▸ **Record extracts**:
-*-

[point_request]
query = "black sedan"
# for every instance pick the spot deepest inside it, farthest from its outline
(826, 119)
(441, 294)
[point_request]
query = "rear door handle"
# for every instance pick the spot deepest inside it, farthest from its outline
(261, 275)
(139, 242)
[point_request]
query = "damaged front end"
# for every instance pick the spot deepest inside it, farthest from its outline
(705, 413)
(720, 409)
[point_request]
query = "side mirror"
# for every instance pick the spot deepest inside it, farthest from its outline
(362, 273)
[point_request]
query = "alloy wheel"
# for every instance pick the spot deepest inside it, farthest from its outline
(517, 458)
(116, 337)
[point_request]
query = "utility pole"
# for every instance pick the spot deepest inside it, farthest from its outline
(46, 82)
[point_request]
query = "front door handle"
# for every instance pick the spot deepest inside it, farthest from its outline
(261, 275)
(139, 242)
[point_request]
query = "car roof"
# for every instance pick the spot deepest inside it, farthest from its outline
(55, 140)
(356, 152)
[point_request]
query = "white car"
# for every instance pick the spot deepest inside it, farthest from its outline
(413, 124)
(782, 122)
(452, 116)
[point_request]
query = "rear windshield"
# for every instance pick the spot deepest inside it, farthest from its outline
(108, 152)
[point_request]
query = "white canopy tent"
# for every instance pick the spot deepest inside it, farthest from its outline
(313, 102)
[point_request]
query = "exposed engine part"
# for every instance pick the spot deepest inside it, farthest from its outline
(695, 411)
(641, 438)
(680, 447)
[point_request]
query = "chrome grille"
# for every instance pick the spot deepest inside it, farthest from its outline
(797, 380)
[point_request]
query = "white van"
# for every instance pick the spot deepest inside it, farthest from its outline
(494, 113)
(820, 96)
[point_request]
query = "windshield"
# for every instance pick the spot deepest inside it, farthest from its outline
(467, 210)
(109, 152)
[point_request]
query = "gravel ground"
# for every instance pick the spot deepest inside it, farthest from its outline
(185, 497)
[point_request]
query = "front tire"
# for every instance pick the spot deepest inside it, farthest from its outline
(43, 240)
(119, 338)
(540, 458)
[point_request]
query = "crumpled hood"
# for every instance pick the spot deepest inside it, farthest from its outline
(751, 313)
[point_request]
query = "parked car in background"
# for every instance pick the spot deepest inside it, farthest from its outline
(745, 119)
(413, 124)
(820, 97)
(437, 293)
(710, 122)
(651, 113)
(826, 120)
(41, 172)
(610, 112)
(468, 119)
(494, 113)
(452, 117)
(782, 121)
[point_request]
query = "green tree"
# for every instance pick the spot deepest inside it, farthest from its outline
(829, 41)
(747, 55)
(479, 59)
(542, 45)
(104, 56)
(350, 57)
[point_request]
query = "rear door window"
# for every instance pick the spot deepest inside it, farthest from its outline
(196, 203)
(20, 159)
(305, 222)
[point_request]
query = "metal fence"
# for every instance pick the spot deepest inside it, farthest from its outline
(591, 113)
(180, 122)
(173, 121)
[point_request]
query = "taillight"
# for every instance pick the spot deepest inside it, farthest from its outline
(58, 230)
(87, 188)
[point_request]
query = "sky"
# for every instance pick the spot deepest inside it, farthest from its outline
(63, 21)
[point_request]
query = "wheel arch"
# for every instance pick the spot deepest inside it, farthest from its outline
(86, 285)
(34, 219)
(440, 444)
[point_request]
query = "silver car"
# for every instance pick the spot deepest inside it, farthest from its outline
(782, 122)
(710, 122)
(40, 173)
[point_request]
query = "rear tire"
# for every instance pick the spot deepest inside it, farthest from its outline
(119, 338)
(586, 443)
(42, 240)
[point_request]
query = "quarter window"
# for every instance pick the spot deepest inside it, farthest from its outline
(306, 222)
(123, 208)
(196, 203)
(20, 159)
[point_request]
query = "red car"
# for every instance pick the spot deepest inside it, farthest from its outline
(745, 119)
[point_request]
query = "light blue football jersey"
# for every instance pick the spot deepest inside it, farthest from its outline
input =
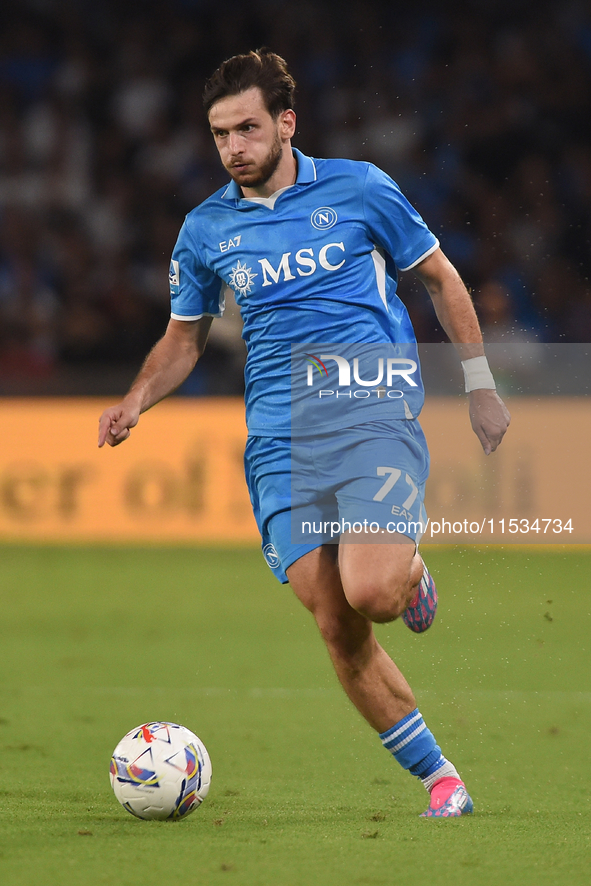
(317, 262)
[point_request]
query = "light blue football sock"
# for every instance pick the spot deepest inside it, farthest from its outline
(414, 747)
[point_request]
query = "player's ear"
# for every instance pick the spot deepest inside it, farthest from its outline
(287, 121)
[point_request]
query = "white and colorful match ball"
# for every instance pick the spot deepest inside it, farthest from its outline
(160, 771)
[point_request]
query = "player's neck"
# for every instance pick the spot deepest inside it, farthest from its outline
(284, 176)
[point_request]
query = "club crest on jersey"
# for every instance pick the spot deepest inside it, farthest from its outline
(241, 279)
(323, 218)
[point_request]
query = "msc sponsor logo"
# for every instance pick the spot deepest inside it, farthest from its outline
(324, 218)
(305, 263)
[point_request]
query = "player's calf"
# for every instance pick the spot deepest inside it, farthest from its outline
(380, 581)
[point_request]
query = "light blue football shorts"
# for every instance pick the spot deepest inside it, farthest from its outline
(368, 480)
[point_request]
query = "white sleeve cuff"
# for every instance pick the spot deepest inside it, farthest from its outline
(477, 374)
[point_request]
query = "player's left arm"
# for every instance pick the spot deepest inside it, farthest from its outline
(455, 311)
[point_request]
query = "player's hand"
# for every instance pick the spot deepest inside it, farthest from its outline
(489, 417)
(115, 424)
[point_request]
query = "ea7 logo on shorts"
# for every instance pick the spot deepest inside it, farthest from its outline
(323, 218)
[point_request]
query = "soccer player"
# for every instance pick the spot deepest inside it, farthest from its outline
(311, 249)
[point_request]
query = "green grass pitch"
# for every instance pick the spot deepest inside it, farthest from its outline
(94, 641)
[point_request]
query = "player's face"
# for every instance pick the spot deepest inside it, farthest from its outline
(251, 144)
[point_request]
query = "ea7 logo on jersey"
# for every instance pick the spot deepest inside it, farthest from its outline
(231, 243)
(304, 263)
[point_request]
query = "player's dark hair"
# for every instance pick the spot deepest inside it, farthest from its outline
(261, 68)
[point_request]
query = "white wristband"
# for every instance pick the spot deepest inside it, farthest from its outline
(477, 374)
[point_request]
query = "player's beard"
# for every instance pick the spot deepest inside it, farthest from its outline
(260, 175)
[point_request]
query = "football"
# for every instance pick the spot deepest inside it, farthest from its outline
(160, 771)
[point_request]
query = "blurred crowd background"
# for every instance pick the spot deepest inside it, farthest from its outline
(480, 111)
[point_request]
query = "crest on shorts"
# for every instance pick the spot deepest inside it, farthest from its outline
(271, 556)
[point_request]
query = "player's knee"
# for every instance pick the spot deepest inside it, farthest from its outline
(378, 603)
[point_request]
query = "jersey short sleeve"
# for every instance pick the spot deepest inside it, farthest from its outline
(393, 222)
(195, 291)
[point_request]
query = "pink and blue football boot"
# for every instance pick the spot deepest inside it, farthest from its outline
(449, 799)
(421, 610)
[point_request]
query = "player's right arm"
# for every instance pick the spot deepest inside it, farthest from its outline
(166, 367)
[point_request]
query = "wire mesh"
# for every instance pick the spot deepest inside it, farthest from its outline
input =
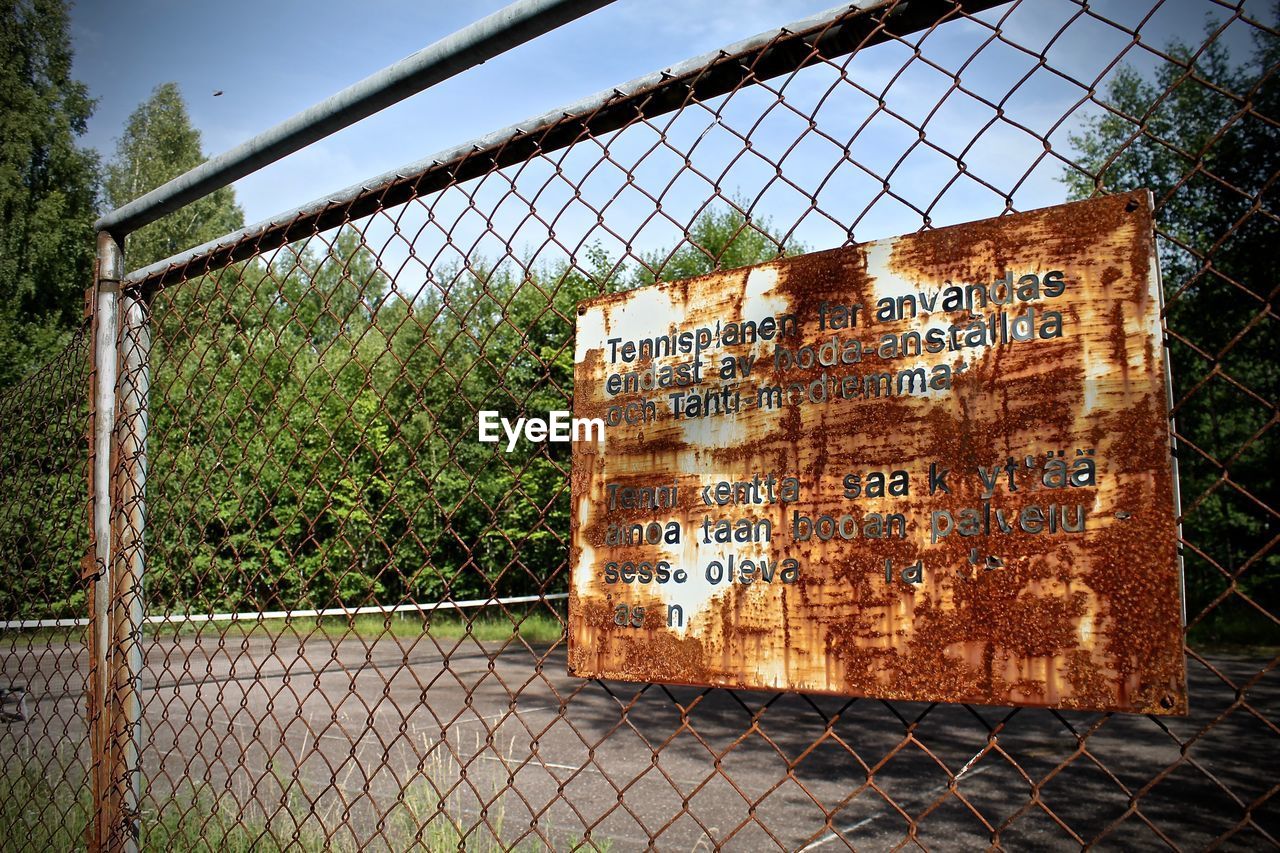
(314, 397)
(44, 537)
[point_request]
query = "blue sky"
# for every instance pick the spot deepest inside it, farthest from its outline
(274, 59)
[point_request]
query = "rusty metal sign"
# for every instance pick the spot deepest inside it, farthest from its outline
(928, 468)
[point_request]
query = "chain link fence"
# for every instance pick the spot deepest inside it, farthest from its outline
(310, 445)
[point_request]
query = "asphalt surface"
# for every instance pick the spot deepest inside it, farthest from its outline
(365, 740)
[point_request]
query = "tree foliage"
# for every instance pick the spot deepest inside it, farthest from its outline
(158, 145)
(1202, 135)
(48, 187)
(314, 437)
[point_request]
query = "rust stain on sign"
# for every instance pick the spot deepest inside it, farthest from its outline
(929, 468)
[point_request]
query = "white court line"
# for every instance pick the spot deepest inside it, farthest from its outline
(839, 833)
(257, 616)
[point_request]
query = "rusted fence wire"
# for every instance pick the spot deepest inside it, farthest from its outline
(310, 443)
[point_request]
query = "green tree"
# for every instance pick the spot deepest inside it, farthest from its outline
(720, 238)
(158, 145)
(1202, 135)
(48, 186)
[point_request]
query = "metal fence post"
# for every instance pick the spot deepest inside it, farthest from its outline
(127, 607)
(122, 343)
(106, 293)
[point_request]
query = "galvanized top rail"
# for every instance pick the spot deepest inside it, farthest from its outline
(769, 54)
(472, 45)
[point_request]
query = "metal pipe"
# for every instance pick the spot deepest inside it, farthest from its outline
(488, 37)
(110, 268)
(766, 55)
(131, 475)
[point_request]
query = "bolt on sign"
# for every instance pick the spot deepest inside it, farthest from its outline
(929, 468)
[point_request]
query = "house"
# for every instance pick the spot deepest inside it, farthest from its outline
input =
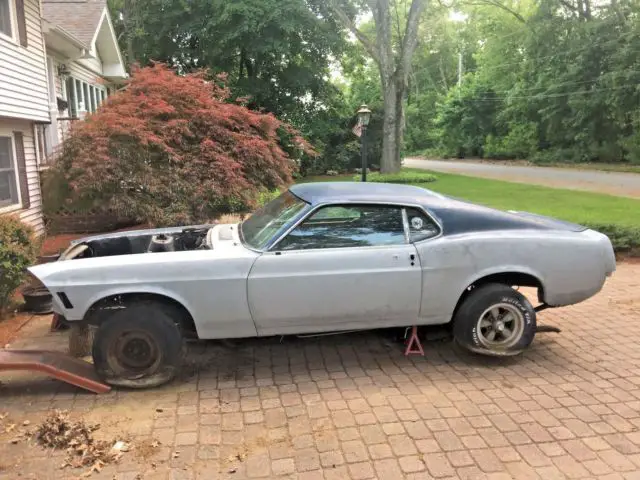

-*-

▸ **Task details**: Pull out every line in the data above that contains the string "sign", treating uppercase and lowercase as different.

▸ **Answer to this exercise**:
query = "rusty metal sign"
query = "rust stain on sign"
query = "bolt on sign"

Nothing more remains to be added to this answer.